• _INPUT RECORDS_
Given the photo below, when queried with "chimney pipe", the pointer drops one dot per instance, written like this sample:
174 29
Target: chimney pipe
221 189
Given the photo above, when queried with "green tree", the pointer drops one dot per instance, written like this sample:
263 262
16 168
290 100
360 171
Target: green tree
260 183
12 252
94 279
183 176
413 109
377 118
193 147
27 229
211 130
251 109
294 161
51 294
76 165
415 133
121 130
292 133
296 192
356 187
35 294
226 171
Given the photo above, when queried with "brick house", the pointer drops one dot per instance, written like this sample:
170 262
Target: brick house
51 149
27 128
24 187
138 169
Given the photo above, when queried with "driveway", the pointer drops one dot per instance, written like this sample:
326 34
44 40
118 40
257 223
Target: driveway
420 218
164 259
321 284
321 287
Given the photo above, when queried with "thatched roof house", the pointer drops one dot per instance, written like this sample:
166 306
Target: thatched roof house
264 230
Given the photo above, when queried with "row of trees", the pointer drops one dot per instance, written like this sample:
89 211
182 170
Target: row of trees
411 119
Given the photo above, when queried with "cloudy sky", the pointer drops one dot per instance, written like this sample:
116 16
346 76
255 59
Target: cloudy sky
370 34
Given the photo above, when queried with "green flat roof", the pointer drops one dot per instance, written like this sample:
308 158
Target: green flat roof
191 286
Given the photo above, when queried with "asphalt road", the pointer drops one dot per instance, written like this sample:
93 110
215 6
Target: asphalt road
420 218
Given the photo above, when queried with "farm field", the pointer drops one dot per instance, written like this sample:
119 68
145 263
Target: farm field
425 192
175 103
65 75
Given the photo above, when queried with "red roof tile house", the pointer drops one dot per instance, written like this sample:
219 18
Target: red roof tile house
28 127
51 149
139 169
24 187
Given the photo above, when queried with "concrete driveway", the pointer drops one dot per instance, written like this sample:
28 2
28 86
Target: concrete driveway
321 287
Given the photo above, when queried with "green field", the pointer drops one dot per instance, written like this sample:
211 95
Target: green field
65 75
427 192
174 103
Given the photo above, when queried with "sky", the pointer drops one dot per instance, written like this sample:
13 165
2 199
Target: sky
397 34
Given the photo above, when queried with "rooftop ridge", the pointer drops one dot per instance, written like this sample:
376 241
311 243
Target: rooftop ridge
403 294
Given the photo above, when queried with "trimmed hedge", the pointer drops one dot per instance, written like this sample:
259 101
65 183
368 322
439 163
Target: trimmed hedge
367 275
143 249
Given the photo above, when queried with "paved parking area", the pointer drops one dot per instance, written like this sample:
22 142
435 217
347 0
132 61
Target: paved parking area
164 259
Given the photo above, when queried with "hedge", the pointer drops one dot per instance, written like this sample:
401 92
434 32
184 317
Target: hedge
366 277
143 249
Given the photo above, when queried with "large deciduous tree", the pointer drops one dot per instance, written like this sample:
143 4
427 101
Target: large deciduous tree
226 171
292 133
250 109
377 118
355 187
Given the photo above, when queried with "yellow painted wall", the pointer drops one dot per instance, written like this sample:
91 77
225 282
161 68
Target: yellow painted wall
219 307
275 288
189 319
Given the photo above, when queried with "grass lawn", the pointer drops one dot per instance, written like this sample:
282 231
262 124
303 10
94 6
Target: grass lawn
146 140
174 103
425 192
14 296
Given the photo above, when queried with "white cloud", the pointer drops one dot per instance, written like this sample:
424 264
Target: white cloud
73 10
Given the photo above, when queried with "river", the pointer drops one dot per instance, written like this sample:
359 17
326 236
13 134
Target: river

• _EXERCISE AIM_
Without altering anything, print all of the data again.

• _RESULT OF THIS EXERCISE_
Given the photo below, when queried with "chimney pipe", the pointer drops one dot per instance, written like this sample:
174 29
Target: chimney pipe
221 189
Given the photo above, when queried with "green tree", the pointer drops one dot per instance, written like this sample:
263 262
16 168
290 100
360 171
Target: green tree
260 183
12 252
94 279
183 176
413 109
377 118
193 147
27 229
211 130
251 109
294 161
51 294
76 165
415 133
121 130
292 133
296 192
356 187
35 294
226 171
Given the photo above, when queried with "brick house", the pointer drops one dot per instance, written like this sample:
170 262
Target: brick house
51 149
27 128
24 187
138 169
Given the photo above, when queried with "driveway", the pointer drops one dot per instance, written like this sample:
326 34
44 40
118 40
257 223
Target: driveway
420 218
164 259
321 284
321 287
Given the photo above, when queried with "thatched roof house", the pointer drops one dot per instance, written like this sample:
166 306
Target: thatched roof house
264 230
Given the photo above, when queried with "row of trees", the pointer drops one dot per instance, written like this sample:
89 211
182 170
Target: row of trees
411 119
Given the photo above, when queried with "cloudy sky", the pointer drops one dot per instance, written like this sample:
116 16
346 76
255 59
Target: cloudy sky
370 34
Given the photo above, when queried with "green flat roof", the pointer drops one dot per instance, written like this sample:
308 158
Target: green flat roof
191 286
Given the photo above, when queried with "asphalt road", the pointer drops one dot per instance, written like this sample:
93 110
215 6
Target: asphalt road
420 218
Given the photo above, when queried with "farm field", the pointer drops one dot per instance, written like this sample:
119 68
145 263
Target: farm field
425 192
175 103
65 75
Given the photo above, when queried with "red roof tile house", the pointer drops one dot per instance, written like this sample:
219 18
Target: red roof tile house
28 127
51 149
139 169
24 187
Given the photo above, when queried with "concrete driveway", the pointer drops one dot per instance, written like this sample:
28 2
28 86
Target: concrete driveway
321 287
Given the photo above, when queried with "green field", the pointer drops one dot per instance, written like this sample:
211 95
Target: green field
65 75
427 192
174 103
Given the photo above, when queried with "sky", the pointer drops one dot per instance, written like this sample:
13 165
2 199
Target: sky
397 34
Given the photo above, when queried with "rooftop ridge", the pointer drops one dot per instance, written like this sample:
376 241
311 243
Target: rooftop ridge
403 294
Given the photo above, when queried with "trimmed hedge", the pointer drops one dot per instance, written like this sample:
259 101
65 183
368 322
439 163
Target: trimmed hedge
367 275
143 249
Given the photo above, when queried with "paved parking area", the pointer drops one dot per instance, written like this sample:
22 142
435 217
347 0
132 61
Target: paved parking area
164 259
Given the photo above, when queried with "hedge", the pointer drops one dot per instance, written like this sample:
401 92
434 32
184 317
Target: hedge
366 277
143 249
Given the photo above, when queried with "large deciduous tree", the pointer drops one dot per instance, written like this sample:
143 4
427 101
Target: large deciduous tree
226 171
292 133
250 109
377 118
355 187
Given the photo above, when queried with "yellow painted wall", the pointer drops one dot per instance, written like this sample:
91 77
225 282
161 68
Target: yellow painted wall
219 307
275 288
189 319
Given the photo above, when queried with "grass lawn", the pointer drops one dot per instance, written like this sample:
282 231
262 124
303 10
94 6
Target: grass lawn
146 140
174 103
425 192
14 296
Given the photo above, when queried with "white cloud", the pointer drops one dot per instance, written like this sample:
424 264
Target: white cloud
73 10
Given the photo above, when queried with "river", the pointer drops one dot per instance, written like this sample:
359 17
326 236
13 134
Target: river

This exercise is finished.